● **PROBLEM DESCRIPTION**
Turn the data from the start through the line containing "M249 196L247 193L244" into a two-column CSV with the headers instruction and output. Give one row per segment command, put each field in quotes, and replace line breaks with spaces.

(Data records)
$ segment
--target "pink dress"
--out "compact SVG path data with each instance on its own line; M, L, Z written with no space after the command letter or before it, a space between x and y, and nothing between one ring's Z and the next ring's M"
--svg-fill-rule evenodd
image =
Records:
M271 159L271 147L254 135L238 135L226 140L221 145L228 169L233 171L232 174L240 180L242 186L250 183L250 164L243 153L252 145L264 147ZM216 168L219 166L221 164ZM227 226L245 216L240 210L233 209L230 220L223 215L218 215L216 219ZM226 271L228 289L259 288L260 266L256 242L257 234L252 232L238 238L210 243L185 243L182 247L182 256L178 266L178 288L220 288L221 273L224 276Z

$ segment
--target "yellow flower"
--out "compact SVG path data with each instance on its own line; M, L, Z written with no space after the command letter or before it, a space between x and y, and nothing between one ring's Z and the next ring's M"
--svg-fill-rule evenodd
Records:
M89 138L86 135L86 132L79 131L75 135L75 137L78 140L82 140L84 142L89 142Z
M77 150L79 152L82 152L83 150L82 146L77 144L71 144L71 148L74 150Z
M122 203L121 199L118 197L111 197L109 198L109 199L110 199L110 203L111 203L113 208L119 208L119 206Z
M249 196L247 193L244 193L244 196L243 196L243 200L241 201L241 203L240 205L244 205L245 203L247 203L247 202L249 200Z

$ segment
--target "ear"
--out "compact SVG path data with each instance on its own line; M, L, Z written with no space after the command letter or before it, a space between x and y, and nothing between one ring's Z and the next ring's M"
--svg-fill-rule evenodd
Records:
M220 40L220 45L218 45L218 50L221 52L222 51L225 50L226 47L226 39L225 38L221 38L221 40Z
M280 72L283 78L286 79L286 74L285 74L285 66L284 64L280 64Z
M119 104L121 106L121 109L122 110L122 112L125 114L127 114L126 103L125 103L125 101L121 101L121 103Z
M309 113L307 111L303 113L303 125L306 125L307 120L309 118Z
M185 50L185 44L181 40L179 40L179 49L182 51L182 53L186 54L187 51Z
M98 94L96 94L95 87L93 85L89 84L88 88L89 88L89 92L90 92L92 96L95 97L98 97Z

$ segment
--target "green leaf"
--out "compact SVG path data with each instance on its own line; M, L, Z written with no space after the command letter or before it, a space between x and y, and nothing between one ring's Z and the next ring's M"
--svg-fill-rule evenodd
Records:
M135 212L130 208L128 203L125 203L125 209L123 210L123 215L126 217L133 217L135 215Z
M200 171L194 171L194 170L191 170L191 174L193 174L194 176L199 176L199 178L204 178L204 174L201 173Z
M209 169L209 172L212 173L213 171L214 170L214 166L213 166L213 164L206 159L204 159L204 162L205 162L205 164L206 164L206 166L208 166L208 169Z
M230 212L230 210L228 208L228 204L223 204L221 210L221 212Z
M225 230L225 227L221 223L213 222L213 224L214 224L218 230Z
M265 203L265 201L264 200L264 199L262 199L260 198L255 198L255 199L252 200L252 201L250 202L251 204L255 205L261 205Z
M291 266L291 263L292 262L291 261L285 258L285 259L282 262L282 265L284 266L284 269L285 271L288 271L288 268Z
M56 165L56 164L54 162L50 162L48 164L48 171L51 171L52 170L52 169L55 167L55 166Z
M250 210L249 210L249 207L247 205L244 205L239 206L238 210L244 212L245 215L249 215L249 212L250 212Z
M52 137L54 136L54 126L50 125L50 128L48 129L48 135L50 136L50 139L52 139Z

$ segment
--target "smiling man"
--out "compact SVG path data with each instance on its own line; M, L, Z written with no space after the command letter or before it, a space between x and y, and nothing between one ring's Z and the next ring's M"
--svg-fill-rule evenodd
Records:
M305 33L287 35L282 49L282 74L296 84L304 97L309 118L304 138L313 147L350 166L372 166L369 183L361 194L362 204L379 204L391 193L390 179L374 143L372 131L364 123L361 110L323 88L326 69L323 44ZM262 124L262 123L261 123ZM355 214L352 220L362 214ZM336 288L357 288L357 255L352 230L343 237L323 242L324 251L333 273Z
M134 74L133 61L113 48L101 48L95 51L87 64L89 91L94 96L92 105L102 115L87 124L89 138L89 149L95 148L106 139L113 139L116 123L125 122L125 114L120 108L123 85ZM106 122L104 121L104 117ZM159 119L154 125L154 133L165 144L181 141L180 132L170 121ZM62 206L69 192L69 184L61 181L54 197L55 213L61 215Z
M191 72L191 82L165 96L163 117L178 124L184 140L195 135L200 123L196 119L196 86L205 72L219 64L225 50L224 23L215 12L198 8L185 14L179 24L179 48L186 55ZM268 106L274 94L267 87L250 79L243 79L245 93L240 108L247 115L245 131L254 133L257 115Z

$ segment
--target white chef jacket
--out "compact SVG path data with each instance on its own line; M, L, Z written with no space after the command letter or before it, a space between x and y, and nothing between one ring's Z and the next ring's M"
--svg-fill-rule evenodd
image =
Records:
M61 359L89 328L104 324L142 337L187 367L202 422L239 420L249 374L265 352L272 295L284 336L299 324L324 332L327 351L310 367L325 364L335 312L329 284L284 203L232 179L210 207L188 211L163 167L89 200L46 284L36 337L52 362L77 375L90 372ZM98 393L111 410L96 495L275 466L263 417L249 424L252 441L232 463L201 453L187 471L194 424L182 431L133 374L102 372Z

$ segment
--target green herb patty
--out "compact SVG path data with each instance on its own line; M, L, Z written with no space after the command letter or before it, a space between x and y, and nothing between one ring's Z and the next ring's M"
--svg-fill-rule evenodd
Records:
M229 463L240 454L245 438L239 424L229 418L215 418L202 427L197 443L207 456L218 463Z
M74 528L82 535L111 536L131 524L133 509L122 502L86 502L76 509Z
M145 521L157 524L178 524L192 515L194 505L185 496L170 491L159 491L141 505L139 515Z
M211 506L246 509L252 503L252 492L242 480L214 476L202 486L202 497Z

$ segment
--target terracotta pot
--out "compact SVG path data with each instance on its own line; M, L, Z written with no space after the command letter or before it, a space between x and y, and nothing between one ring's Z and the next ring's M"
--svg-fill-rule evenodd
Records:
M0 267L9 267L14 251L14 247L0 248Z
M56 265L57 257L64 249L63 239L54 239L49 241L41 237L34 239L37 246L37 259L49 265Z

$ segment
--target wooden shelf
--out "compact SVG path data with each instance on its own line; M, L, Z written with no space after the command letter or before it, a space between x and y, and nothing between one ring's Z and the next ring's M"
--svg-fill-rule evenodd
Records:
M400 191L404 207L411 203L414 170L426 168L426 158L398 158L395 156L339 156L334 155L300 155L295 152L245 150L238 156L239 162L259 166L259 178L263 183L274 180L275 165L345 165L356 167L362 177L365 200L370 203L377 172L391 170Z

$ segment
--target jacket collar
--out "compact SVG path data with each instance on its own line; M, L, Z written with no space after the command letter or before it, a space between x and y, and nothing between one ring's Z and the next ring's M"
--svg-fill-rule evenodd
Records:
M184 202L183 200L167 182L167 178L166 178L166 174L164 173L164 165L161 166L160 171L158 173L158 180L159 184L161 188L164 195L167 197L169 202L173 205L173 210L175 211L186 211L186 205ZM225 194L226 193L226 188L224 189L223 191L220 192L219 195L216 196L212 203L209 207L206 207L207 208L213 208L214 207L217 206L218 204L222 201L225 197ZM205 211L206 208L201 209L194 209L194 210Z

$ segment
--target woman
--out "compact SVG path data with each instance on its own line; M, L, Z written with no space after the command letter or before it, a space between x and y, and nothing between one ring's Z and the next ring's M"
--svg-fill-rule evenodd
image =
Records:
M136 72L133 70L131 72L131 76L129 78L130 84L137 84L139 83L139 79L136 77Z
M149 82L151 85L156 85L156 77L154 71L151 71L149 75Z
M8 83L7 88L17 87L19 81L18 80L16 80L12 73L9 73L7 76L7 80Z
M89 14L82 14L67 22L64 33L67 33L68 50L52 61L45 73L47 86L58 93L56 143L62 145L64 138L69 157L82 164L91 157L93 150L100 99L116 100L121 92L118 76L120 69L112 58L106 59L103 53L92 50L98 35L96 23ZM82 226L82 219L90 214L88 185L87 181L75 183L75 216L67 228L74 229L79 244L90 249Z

● **FINISHED ANSWER**
instruction,output
"$ segment --target ""pink dress"" --out ""compact SVG path data with each instance on its own line; M, L, Z written with no space after the command letter or before it, a space between x and y, and nothing between one ring's Z and the next ring's M"" --svg-fill-rule evenodd image = Records:","M271 159L271 147L254 135L238 135L226 140L221 145L228 169L233 171L232 174L240 180L242 186L250 183L250 164L243 153L252 145L264 147ZM216 168L219 166L221 164ZM227 226L245 216L240 210L233 209L230 220L223 215L218 215L216 219ZM226 271L228 289L259 288L260 266L256 242L257 234L252 232L238 238L210 243L185 243L182 247L182 256L178 266L178 288L220 288L221 273L224 276Z"
"$ segment --target ""yellow flower"" --out ""compact SVG path data with each instance on its own line; M, L, Z written with no space after the command letter or before it, a space between x and y, and nothing between one ring's Z and the next ring's M"" --svg-fill-rule evenodd Records:","M89 138L86 135L86 132L79 131L75 135L75 137L78 140L82 140L84 142L89 142Z M77 150L79 152L82 152L83 150L82 146L77 144L71 144L71 148L74 150Z M122 203L121 199L118 197L111 197L109 198L109 199L110 199L110 203L111 203L113 208L119 208L119 206Z M249 196L247 193L244 193L244 196L243 196L243 200L241 201L241 203L240 205L244 205L245 203L247 203L247 202L249 200Z"